PROVIDED PASSAGE:
_ _ _ _ _ _ _

AM 890 and kbbi.org: Serving the Kenai Peninsula
Play Live Radio
Next Up:
0:00
0:00
0:00 0:00
Available On Air Stations

Emilie Springer: The Winds of Hope project and personalized learning at Nikolaevsk School

KPBSD

In the 2021-2022 school year, Billeen Carlson at Nikolaevsk School offers project-based courses using a hybrid learning model, combining aspects of on and offline instruction. Her classes have a cap of 15 per class and are available across the school district. KBBI's Emilie Springer has this look at Carlson's work on the Winds of Hope project.
 

  
This week Kiki Abrahamson brought my attention to The Winds of Hope project (on the display at Homer Council on the Arts in the youth Jubilee exhibit. The project is a cooperative effort between Nikolaevsk educators Karen Ruchti and Billeen Carlson and Abrahamson. The three educators designed and organized a schoolwide research and presentation project to raise awareness of the United Nations Global Sustainable Development Goals and integrate art into the learning of special education students in an inclusive environment. 

Each student created a windsock to demonstrate something he or she found meaningful about goal #14 “Life Below the Water.”  They also each created a personal presentation to share observations and findings with listeners, these can be accessed electronically in the Council gallery.

 
     Carlson shared the project write-up with me and though it has interesting art and research components, what truly caught my attention before discussing it with Carlson was this background paragraph:

“Nikolaevsk prides itself on its inclusive environment, meeting the needs of all students where they are at.  Often, students who might find themselves in separate or even intensive needs classrooms in other schools are in a general education classroom with the support of the special education teachers and aides.  General education teachers at Nikolaevsk automatically modify and differentiate instruction for each student and, more importantly, teach and encourage each student to modify and differentiate their learning for themselves, following KPBSD’s personalized learning goals.”

_ _ _ _ _ _ _

EXERCISES TO COMPLETE:
A: Based on the Winds of Hope article, state whether each statement below agrees with it, answering yes or no and quoting the deciding words exactly. (i) Carlson's classes are limited to 15 students per class. (ii) The Winds of Hope project was designed by two educators. (iii) Each student's windsock concerned goal #14, "Life Below the Water."
B: Render this sentence from the Winds of Hope article into Spanish: "Each student created a windsock to demonstrate something he or she found meaningful about goal #14 “Life Below the Water.”"
C: According to the Winds of Hope article, where is the project on display?

COLLECTED DATA:
_ _ _ _ _ _ _

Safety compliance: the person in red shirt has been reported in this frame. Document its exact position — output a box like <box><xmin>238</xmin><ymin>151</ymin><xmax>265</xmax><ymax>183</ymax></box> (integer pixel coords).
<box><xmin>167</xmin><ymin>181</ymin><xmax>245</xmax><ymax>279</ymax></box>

_ _ _ _ _ _ _

EXPECTED RESULTS:
A:
(i) Yes: "Her classes have a cap of 15 per class"
(ii) No: "The three educators designed and organized a schoolwide research and presentation project"
(iii) Yes: "Each student created a windsock to demonstrate something he or she found meaningful about goal #14 “Life Below the Water.”"

B: Cada estudiante creó una manga de viento para demostrar algo que le pareció significativo sobre el objetivo n.º 14, «La vida bajo el agua».

C: At the Homer Council on the Arts, in the youth Jubilee exhibit.